1. Technical Field
The present invention relates to the virtual detection, quantization and characterization of immunologically detected substances electronically in human and animal biological fluids such as whole blood, serum, plasma, urine, milk, pleural and peritoneal fluids, and semen, which detection, quantification and characterization is performed in a thin chamber on a quiescent fluid sample, said chamber having at least two parallel planar walls, at least one of which is transparent.
2. Background Information
This invention relates to the improvement in the performance of all immunoassays that presently involve the physical separation of bound from free analyte by, instead, performing a virtual separation of bound and free optically detected label in a ligand assay, wherein the label is preferably a fluorescent label although any optically detectable and quantifiable label will suffice. The chambers for use in this assay and the instruments for measuring the analytes in these chambers are described in the following issued U.S. Pat. No. 6,929,953 issued to S. C. Wardlaw; U.S. Pat. No. 6,869,570 issued to S. C. Wardlaw; U.S. Pat. No. 6,866,823 issued to S. C. Wardlaw; and U.S. Patent Application Publication No. US 2007/0087442, to S. C. Wardlaw, published Apr. 19, 2007.
Physical separation of bound from free analytes have, in the prior art, been accomplished by multiple means including but not limited to, adsorption of the free label by charcoal or talc, magnetic separation of beads containing either the bound or unbound analyte, adsorption of the bound labeled analyte by the container such as antibodies coupled to the wall of a test tube and the use of second precipitation antibodies directed against the analyte binding antibody followed by centrifugation as well as the methods described in the above noted patents and publications.
Some of the types of prior art physical separation of bound target analyte assays are described in the following U.S. Pat. Nos. 5,834,217; 5,776,710; 5,759,794; 5,635,362; 5,593,848; 5,342,790; 5,460,979; 5,480,778; and 5,360,719, all issued to R. A. Levine et al. In the aforementioned patents, the separation of bound from free analyte is performed by centrifugation, or other physical methods, such as decanting, filtration, or the like.

→ Problems to work on:
[a] Decide whether each statement agrees with the immunoassay patent text. Answer yes or no for each, quoting the deciding words exactly. (i) The preferred label is a fluorescent label. (ii) Both parallel planar walls of the chamber must be transparent. (iii) The Levine patents separate bound from free analyte by centrifugation or other physical methods.
[b] Write a continuation of the immunoassay patent text, starting after its final sentence.

→ Extracted material:
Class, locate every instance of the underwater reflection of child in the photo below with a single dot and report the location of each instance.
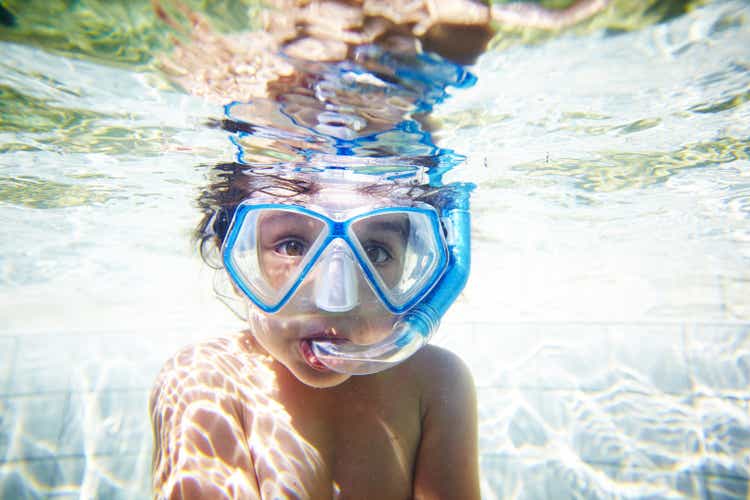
(328, 274)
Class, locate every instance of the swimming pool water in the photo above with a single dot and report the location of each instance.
(607, 321)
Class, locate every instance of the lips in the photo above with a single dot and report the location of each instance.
(308, 354)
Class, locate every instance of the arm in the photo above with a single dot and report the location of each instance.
(447, 461)
(200, 447)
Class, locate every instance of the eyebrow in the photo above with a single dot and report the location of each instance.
(387, 226)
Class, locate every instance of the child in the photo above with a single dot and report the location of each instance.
(332, 274)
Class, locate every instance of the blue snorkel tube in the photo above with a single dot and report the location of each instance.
(411, 332)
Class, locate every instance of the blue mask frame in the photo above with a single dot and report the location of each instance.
(335, 229)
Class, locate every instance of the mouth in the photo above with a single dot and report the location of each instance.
(305, 346)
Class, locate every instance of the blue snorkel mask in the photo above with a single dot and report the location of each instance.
(408, 258)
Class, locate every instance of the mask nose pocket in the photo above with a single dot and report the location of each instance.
(336, 286)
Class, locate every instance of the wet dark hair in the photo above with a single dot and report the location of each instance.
(235, 182)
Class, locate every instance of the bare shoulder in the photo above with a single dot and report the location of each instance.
(198, 412)
(441, 373)
(209, 365)
(447, 463)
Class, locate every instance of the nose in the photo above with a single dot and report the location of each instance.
(336, 286)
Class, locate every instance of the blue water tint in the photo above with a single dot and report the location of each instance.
(331, 133)
(605, 322)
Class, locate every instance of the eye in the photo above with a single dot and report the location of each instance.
(291, 248)
(377, 254)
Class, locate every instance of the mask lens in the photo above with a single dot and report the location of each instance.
(402, 251)
(269, 251)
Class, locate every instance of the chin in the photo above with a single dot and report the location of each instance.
(319, 379)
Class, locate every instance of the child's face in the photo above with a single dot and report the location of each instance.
(282, 243)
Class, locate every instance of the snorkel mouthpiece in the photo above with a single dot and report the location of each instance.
(414, 329)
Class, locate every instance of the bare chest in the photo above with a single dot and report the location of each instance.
(336, 448)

→ Answers to this exercise:
[a]
(i) Yes: "the label is preferably a fluorescent label"
(ii) No: "said chamber having at least two parallel planar walls, at least one of which is transparent"
(iii) Yes: "the separation of bound from free analyte is performed by centrifugation, or other physical methods, such as decanting, filtration, or the like"

[b]
The prior art also describes a type of immunoassay, which is called a “homogeneous immunoassay”. Homogeneous immunoassays do not require the physical separation of bound from non-bound, or free, analyte. The “separation of the bound from free” is accomplished by utilizing the steric interference of an enzyme by the relatively large antibody and quantifying the colored or fluorescent products of the enzymatic action. Additional methods of homogeneous assays utilize the fluorescent quenching of fluorophores to distinguish bound from free analyte. While these methods greatly simplify the performance of immunoassays, they are generally useful only for high concentrations of analytes with low molecular weight since the large molecular weight of target analytes such as proteins (e.g., insulin), growth hormones, and the like will also interfere with the enzyme and may affect quenching. Additionally immunoassays of this homogeneous type typically do not have the high sensitivity of standard immunoassays.
It would be highly desirable to provide a ligand assay of a target analyte wherein the quantification of the target analyte is a virtual one which can be performed electronically thereby having the advantages of a homogeneous immunoassay while maintaining the sensitivity of standard immunoassays, as well as the ability to have large size target analytes such as hormones like insulin, growth hormone and the like.